• Texto fornecido:
----------------

O processo de compra 107/10 foi aberto em 30 de julho de 2010. Na época, o superintendente da Sama, Diniz Lopes (PR), estava afastado da função em virtude de sua campanha mal-sucedida para deputado estadual. Em seu lugar, deixou seu braço-direito Vladimilson Garcia, o Bodinho, diretor de manutenção e abastecimento.

O próprio Bodinho apresentou a cópia do processo na tentativa de se defender da acusação de José Vieira da Rocha (PMDB), dono da Rochamar Construções e procurador da Comercial Nova Rochamar, de que utilizou os 26,40 metros cúbicos de concreto na construção de sua casa. Os autos, resumidos a 14 folhas, possuem, ao menos, sete indícios de irregularidades.

Dos três orçamentos (Rochamar, Medmix e Alfa Real), o da empresa de Vieira venceu pelo menor valor: R$ 7.800,14. Mas a Sama firmou contrato com a Comercial Nova Rochamar, companhia distinta, com outro CNPJ.

Outras situações que indicam improbidade envolvem as firmas derrotadas. A data do orçamento da Alfa Real (R$ 7.867,20) é 14 de setembro de 2010, 39 dias após a Sama receber o concreto da Nova Rochamar. Já a Medmix (R$ 7.972,80) possui como razão social, discriminada no site da Junta Comercial de São Paulo, o comércio varejista de artigos de papelaria, locação de automóveis e aluguel de máquinas. As folhas com ambos os orçamentos foram rasuradas.

----------------

• Instrução escrita A: Com base no texto sobre o processo de compra 107/10, explique em até três frases por que Bodinho apresentou a cópia do processo.
O texto e os registros não têm relação entre si.

----------------

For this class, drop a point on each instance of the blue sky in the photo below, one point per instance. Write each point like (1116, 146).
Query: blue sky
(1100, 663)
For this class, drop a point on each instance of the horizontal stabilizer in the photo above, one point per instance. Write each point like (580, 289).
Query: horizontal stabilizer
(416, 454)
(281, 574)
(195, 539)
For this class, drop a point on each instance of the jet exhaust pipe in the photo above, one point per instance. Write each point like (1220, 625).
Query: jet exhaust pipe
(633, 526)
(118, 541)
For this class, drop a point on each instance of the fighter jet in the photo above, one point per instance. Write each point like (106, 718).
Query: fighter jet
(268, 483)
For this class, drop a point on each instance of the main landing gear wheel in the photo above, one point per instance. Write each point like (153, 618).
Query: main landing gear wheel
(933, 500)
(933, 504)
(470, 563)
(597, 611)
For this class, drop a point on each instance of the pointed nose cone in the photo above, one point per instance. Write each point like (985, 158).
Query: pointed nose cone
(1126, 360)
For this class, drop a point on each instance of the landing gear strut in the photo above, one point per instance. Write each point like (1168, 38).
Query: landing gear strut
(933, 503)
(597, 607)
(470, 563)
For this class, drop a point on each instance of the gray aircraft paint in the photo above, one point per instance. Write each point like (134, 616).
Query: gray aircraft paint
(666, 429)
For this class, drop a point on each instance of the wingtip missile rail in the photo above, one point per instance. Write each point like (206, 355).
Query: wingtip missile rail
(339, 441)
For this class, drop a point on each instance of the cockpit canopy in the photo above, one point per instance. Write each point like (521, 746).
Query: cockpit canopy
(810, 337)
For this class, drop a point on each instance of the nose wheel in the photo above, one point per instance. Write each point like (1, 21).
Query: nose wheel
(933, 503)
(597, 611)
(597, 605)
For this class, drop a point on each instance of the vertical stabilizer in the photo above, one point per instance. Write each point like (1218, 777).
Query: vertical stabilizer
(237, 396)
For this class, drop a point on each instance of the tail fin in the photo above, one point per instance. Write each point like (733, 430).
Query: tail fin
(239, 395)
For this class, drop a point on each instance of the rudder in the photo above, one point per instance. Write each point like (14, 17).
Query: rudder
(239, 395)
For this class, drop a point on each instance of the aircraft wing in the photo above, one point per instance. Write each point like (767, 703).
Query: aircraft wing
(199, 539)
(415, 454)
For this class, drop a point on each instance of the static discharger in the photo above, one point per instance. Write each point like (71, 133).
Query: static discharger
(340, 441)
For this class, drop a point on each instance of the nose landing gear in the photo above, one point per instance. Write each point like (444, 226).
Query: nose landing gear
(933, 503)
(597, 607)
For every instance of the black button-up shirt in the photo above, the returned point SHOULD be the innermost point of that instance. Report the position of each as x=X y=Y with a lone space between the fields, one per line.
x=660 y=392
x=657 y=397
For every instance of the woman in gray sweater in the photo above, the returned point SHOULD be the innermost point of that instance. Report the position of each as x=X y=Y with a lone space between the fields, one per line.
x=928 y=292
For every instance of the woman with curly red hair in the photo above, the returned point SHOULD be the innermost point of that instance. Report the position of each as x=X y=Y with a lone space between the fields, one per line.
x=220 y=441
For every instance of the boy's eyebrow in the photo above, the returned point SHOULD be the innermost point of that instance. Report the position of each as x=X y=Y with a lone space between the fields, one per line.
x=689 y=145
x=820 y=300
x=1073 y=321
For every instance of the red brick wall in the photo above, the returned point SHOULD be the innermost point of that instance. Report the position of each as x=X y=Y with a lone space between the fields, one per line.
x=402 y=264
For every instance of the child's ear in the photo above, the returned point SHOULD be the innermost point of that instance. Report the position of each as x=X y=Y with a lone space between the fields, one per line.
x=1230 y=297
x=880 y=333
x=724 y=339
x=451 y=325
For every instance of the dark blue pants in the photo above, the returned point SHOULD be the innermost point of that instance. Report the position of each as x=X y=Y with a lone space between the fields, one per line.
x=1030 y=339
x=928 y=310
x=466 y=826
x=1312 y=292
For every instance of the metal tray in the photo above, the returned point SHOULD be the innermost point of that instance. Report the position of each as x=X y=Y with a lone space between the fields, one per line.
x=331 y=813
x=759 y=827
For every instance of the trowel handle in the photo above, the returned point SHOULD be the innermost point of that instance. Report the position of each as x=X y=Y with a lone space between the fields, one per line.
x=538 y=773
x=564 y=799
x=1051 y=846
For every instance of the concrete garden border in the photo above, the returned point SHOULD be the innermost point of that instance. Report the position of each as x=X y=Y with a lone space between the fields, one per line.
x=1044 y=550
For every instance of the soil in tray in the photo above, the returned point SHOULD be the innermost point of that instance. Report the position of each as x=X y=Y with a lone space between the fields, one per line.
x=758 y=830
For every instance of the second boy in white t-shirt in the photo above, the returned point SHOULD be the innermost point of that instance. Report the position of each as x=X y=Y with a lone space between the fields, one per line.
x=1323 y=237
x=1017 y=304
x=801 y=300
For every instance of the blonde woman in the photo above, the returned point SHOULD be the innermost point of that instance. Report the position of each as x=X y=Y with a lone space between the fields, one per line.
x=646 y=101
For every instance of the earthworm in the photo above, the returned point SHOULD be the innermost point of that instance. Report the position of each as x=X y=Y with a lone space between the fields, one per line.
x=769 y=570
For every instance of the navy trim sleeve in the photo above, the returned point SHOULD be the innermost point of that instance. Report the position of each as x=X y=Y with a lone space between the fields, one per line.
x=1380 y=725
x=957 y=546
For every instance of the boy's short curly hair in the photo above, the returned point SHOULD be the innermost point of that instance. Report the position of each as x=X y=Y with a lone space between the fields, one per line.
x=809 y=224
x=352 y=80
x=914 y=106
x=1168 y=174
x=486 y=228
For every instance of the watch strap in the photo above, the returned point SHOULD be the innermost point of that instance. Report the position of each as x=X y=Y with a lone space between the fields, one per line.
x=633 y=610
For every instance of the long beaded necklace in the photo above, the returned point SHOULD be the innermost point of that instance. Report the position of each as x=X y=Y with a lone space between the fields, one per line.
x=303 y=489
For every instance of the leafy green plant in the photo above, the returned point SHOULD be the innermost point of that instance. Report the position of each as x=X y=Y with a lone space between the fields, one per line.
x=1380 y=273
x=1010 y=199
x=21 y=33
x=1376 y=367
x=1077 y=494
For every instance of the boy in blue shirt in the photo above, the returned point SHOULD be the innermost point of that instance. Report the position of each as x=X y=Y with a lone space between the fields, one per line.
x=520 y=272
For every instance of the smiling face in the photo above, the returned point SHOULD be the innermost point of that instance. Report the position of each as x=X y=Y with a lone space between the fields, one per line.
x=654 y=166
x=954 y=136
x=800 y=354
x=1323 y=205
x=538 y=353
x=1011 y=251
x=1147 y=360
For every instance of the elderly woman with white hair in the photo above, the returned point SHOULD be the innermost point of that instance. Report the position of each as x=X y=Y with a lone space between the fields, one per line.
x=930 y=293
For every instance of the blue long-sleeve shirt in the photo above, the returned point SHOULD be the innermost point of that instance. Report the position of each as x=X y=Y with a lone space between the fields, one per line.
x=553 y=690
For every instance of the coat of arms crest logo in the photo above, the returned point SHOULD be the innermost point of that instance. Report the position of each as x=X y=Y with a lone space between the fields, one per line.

----------------

• Instrução escrita B: Contabilize as linhas dos registros que contêm a palavra "rail", levando em conta a diferença entre maiúsculas e minúsculas. Responda apenas com o número.

• Resposta A: Bodinho apresentou a cópia do processo para tentar se defender de uma acusação feita por José Vieira da Rocha, dono da Rochamar Construções e procurador da Comercial Nova Rochamar. Segundo essa acusação, ele teria utilizado os 26,40 metros cúbicos de concreto na construção de sua casa.

• Resposta B: 2